# INSTRUCTIONS FOR THE TASK
Where the records below show the word "position" in a line, please copy that line.

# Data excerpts
◇ ◇ ◇ ◇

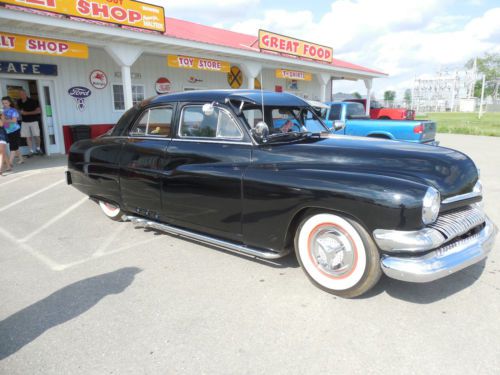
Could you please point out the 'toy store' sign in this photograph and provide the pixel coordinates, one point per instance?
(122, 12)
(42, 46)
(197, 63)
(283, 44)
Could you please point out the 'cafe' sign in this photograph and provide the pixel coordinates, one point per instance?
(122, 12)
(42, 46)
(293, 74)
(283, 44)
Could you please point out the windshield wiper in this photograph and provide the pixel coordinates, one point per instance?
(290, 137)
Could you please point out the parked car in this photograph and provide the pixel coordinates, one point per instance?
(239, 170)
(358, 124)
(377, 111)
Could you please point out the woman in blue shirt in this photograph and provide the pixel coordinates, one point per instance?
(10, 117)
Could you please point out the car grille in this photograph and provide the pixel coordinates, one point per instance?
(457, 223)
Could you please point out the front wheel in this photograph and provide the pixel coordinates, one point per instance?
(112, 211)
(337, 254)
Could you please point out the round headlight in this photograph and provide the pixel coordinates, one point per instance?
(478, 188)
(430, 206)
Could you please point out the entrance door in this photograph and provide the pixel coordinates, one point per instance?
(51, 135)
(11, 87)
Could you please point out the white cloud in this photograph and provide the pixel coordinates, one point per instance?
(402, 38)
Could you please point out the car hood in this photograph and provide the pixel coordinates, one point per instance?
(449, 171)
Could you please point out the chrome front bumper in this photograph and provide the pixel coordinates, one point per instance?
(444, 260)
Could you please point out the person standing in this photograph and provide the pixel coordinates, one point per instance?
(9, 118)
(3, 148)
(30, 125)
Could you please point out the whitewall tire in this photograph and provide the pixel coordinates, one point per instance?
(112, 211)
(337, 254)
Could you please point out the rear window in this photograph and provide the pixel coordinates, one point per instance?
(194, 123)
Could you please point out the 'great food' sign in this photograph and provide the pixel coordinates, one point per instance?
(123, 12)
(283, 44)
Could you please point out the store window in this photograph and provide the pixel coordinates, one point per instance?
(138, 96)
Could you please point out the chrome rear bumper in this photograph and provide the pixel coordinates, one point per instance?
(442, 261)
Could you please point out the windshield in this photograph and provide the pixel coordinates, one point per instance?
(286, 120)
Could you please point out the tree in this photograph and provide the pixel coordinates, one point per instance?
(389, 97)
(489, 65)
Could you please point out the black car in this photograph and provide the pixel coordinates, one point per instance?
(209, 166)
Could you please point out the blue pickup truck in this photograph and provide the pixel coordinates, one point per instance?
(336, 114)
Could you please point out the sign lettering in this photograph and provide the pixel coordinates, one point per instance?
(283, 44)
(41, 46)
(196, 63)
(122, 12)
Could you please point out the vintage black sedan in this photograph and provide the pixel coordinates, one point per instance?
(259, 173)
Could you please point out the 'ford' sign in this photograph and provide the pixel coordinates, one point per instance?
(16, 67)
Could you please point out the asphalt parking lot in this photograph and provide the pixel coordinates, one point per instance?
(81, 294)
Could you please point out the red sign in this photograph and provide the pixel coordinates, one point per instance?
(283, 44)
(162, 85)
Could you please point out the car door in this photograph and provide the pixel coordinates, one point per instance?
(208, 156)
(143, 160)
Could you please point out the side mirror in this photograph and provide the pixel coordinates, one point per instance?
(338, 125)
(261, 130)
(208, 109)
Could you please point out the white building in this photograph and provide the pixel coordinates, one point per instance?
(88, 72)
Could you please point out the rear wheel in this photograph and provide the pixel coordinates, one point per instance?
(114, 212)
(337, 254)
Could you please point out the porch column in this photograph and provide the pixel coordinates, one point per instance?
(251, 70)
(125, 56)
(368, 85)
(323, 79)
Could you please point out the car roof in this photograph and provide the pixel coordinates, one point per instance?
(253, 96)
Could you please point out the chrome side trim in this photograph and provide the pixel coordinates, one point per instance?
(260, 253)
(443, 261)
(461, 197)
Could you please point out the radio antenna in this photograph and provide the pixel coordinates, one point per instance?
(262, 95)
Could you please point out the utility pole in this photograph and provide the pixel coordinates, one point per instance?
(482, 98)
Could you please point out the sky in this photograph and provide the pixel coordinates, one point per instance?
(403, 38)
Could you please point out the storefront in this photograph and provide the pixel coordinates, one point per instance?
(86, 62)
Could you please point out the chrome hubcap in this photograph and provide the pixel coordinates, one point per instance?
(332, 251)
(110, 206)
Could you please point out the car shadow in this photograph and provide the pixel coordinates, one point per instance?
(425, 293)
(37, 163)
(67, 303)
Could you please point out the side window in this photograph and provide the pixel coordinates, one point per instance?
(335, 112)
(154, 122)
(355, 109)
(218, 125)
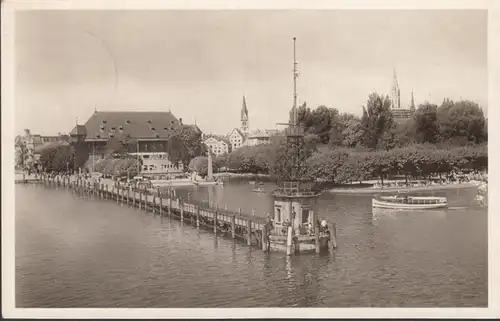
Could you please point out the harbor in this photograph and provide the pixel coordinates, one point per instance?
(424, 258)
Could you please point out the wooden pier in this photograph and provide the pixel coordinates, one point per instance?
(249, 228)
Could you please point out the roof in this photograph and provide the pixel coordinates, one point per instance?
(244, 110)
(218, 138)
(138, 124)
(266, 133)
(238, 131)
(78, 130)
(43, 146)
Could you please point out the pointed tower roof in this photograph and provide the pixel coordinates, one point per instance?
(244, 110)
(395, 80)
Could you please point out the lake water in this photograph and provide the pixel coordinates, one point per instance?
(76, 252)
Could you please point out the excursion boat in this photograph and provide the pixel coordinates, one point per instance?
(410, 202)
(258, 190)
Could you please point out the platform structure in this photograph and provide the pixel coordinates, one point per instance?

◇ ◇ ◇ ◇

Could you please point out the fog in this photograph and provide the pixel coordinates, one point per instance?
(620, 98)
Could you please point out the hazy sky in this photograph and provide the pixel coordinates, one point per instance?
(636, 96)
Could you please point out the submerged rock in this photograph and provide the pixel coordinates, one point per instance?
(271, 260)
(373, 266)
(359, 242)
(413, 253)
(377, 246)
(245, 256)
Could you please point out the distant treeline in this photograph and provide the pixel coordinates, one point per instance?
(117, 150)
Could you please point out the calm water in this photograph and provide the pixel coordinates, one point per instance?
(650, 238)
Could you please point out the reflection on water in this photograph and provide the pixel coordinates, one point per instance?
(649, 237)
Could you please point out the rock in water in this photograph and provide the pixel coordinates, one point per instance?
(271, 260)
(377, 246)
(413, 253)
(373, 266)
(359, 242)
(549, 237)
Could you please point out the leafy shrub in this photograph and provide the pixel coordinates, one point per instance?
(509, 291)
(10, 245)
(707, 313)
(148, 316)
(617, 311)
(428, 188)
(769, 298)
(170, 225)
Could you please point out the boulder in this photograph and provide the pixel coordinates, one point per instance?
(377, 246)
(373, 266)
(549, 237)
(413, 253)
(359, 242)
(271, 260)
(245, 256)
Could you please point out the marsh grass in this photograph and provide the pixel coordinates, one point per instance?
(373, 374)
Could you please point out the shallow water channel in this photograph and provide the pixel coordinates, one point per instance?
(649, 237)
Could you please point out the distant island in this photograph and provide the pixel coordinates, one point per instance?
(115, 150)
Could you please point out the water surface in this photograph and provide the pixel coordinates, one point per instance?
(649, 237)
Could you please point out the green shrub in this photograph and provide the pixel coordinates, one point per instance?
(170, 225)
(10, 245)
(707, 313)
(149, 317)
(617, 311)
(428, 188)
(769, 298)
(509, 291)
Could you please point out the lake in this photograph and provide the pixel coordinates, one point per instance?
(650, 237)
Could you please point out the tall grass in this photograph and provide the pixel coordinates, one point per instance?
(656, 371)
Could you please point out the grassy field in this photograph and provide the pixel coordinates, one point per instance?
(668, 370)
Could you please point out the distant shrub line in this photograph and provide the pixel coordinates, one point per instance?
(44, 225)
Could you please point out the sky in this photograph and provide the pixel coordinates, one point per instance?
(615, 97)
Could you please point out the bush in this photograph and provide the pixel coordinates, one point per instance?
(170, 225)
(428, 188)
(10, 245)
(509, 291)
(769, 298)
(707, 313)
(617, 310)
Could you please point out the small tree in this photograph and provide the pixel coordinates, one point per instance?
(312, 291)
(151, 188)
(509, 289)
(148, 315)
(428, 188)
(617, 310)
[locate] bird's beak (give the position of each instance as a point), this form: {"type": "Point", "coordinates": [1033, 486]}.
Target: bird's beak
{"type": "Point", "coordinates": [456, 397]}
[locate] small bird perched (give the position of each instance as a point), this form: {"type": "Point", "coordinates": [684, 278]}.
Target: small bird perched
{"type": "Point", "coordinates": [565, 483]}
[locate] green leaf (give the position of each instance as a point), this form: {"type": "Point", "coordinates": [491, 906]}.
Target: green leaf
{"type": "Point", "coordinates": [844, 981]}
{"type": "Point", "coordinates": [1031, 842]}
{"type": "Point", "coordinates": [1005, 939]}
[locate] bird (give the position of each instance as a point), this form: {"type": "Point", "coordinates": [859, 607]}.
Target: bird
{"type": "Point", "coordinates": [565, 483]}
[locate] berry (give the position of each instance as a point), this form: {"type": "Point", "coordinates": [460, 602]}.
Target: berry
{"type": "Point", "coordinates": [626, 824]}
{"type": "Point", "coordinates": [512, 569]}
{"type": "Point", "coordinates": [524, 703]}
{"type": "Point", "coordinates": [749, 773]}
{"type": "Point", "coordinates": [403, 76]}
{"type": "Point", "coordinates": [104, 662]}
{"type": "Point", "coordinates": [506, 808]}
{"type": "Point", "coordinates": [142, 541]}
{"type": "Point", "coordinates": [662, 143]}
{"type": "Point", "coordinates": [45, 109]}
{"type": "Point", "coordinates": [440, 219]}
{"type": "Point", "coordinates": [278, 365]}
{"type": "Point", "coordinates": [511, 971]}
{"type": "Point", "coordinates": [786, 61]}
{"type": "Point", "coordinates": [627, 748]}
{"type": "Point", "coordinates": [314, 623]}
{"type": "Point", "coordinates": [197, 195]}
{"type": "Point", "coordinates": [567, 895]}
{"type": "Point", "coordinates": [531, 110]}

◇ ◇ ◇ ◇

# SOLUTION
[locate] bird's beak (give the position of each instance as a point), this form: {"type": "Point", "coordinates": [1033, 486]}.
[locate] small bird perched (give the position of each instance as a point), this form: {"type": "Point", "coordinates": [684, 278]}.
[locate] green leaf (give the position of each instance as a point), this form: {"type": "Point", "coordinates": [491, 906]}.
[locate] bird (give the position of each instance as a point), this form: {"type": "Point", "coordinates": [859, 607]}.
[locate] berry (give the position of each instance as a point), this form: {"type": "Point", "coordinates": [460, 602]}.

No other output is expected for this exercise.